Task directions:
Shift every coordinate in the answers of the data below by adding 78 to each number, and reproduce all lines of the data, requests included, otherwise unchanged.

Entries supplied:

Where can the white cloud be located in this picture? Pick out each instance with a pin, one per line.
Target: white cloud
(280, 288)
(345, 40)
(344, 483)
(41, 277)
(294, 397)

Exercise solution:
Where can the white cloud be located in this picture? Pick out each instance with a pin, one per line.
Target: white cloud
(358, 366)
(423, 118)
(422, 561)
(119, 355)
(372, 475)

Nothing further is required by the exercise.